» **ARTICLE**
## start

16 – DIALOGUE, YES: BUT WITH HUMAN RIGHTS AND WITHOUT EXCLUSION

Cuba is going through one of the tensest moments of its recent history; without economy, without a viable political project on the part of the ones who hold power and with a society which is increasingly discouraged. It’s not an apocalyptic perspective but reality. It’s the new “special period” though it has not been officially called that way. There is a difference with the crisis of the 90’s. In that crisis there was a lot of money in national currency circulating and almost nothing to buy. Now there is no money and nothing to buy. In that crisis there were measures to maneuver and the legalization of another currency. Now there is nothing of that. Those who doubt it may go to the streets; may come to Cuba; may talk to all the sectors and not to some of them.

## end

» **LISTING**

## start

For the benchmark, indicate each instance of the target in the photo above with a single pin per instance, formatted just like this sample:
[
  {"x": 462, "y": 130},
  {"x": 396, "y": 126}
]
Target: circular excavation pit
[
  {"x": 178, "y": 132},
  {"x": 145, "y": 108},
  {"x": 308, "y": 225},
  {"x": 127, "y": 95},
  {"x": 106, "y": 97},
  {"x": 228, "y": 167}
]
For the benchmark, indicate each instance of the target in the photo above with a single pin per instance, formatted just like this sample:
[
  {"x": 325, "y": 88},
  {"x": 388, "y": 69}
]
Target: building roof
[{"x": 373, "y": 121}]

## end

» **THINGS TO DO**
1. Answer these questions using the article on Cuba's crisis:
(a) What does the header say the dialogue must include and be without?
(b) In the crisis of the 90's, what was legalized?
(c) What does the article say is the situation now with money and goods?
2. Extract from the article on Cuba's crisis the passage that begins at the words "Cuba is going" and stops after "some of them.".
3. Write what comes next in the article on Cuba's crisis, carrying it on past its final sentence.
The records play no part in what is asked here.

» **OUTPUTS FOR THE TASKS**
1.
(a) It must include human rights and be without exclusion.
(b) Another currency was legalized.
(c) There is no money and nothing to buy.

2.
Cuba is going through one of the tensest moments of its recent history; without economy, without a viable political project on the part of the ones who hold power and with a society which is increasingly discouraged. It’s not an apocalyptic perspective but reality. It’s the new “special period” though it has not been officially called that way. There is a difference with the crisis of the 90’s. In that crisis there was a lot of money in national currency circulating and almost nothing to buy. Now there is no money and nothing to buy. In that crisis there were measures to maneuver and the legalization of another currency. Now there is nothing of that. Those who doubt it may go to the streets; may come to Cuba; may talk to all the sectors and not to some of them.

3.
The mass media play their role in different ways, of course, in a plural world. The independent journalists and bloggers generate and confirm news from the inside of Cuba with veracity and immediacy never seen before. More and more the foreign correspondents and the international press agencies quote the independent journalists and bloggers because they are close to the news protagonists and to the real life in Cuba. That is the verifiable truth if we had direct access to the social mass media. It has been an almost imperceptible evolution. It’s an unstoppable and reliable evolution. In that world competence, veracity and immediacy transcend all the rest. The journalists and bloggers have won this acknowledgement. It’s a sign of real change.
It’s due to this new phenomenon that it becomes very difficult to manipulate the public opinion because there are very diverse Cuban voices that appear immediately and contribute other approaches. It’s not about who is right or who has got the truth. It’s about the fact that the persons who have access to this diversity of information can build their own opinions and have the necessary to elaborate their own judgment. That is what freedom of expression is for. It’s diverse and opposite to the exclusiveness of the sources and to the exclusion of the voices.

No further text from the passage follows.